→ **The task**
Reproduce all of the data below word for word, and leave the pictures out of your copy.

───── Material shown ─────

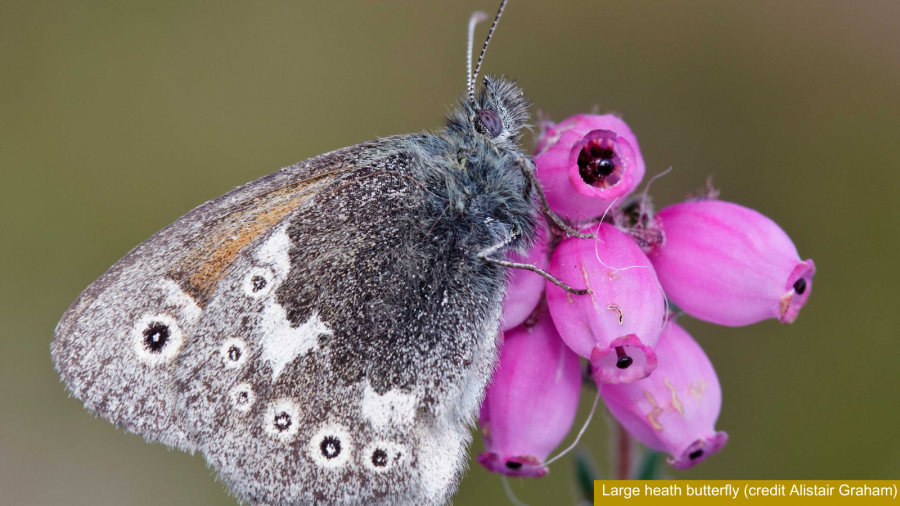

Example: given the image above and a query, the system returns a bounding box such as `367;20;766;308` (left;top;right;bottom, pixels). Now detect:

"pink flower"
547;223;665;383
535;114;646;220
500;227;550;331
478;311;581;478
649;200;816;326
600;321;728;469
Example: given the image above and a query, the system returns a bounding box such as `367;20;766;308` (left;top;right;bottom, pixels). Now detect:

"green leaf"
575;448;601;504
637;450;662;480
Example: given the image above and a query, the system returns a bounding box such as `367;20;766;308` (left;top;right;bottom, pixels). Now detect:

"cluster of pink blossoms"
478;115;815;477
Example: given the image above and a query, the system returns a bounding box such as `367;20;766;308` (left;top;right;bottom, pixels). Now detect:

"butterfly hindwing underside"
53;77;535;505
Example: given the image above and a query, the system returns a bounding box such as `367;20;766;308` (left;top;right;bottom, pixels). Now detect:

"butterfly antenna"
466;11;488;102
468;0;509;104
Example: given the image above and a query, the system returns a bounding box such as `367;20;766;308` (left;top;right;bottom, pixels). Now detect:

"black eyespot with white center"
219;338;250;369
250;275;269;293
243;267;275;299
132;314;184;365
273;411;294;432
231;383;256;413
144;321;172;353
319;436;341;460
372;448;388;467
478;109;503;138
265;399;300;442
362;441;406;473
308;424;353;468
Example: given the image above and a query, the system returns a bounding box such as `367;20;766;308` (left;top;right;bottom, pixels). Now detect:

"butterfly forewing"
175;136;503;504
52;139;370;449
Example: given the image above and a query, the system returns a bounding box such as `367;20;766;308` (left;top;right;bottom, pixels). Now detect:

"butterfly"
52;0;584;505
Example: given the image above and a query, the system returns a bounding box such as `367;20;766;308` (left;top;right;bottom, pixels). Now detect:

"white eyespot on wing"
309;424;353;468
219;338;249;369
264;399;300;441
259;302;331;382
243;267;275;299
229;383;256;413
131;314;184;365
256;223;291;279
361;441;406;473
162;279;203;327
361;382;418;428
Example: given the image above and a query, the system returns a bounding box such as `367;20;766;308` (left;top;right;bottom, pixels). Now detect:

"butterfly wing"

─────

→ **Answer for this exercise**
Example: given the image above and a query, the system returns a bounding box such as `367;20;766;308` (left;top;right;bottom, pixels). Now detect:

"pink flower"
547;223;665;383
535;114;646;220
500;227;550;331
478;311;581;478
649;200;816;326
600;321;728;469
Example: given the image above and a query, the system returns a bounding box such as `367;20;766;308` (left;top;right;bottom, pixels). Now detect:

"green leaf"
575;448;601;504
637;450;662;480
Example: given the image above and a query, the system returns a bounding box such as `367;20;766;308` (left;top;right;bottom, pixels). Now detect:

"cluster of pink blossoms"
478;115;815;477
Example: given the image above and a query, the system returns a bounding box such as `367;20;766;308` (left;top;right;bottom, pixels). Now detect:

"butterfly hindwing underside"
53;77;535;505
Example: given the image above and a query, the system returns a bounding box such as `367;20;766;308` (left;top;right;bottom, pixels). Now detect:

"butterfly antenna"
466;11;488;102
468;0;509;104
Example: given the image above and a query, the system returns a bounding box such as `367;20;766;308` (left;top;right;bottom, pixels). Now detect:

"black eyespot with white center"
219;338;250;369
250;275;269;293
243;267;275;299
132;314;184;365
273;411;294;432
231;383;256;413
144;321;172;353
319;436;341;460
372;448;388;467
478;109;503;138
265;399;300;442
362;441;406;473
308;424;353;468
Example: given the image above and a query, the system returns a bounding box such as `367;20;766;308` (left;top;right;bottom, pixels). Now detect:

"butterfly forewing"
175;136;503;504
52;139;370;449
Example: given the image above and a query, the system returns a bounding box such as `367;20;766;308` (left;top;right;bottom, pixels). Now detect:

"butterfly"
52;0;584;505
Example: given the image above and a query, the system returns a bounding box such as `367;20;766;308` (left;top;right;bottom, pixels). Now detect:

"white eyespot on wing"
309;424;353;468
219;338;249;369
264;399;300;441
259;302;331;382
243;267;275;299
229;383;256;413
131;314;184;365
256;223;291;279
361;441;406;473
162;279;203;327
361;382;418;428
Example: given the image above and a query, the system returns a bounding box such as `367;20;766;308` (left;top;right;bottom, pixels). Now detect:

"butterfly wing"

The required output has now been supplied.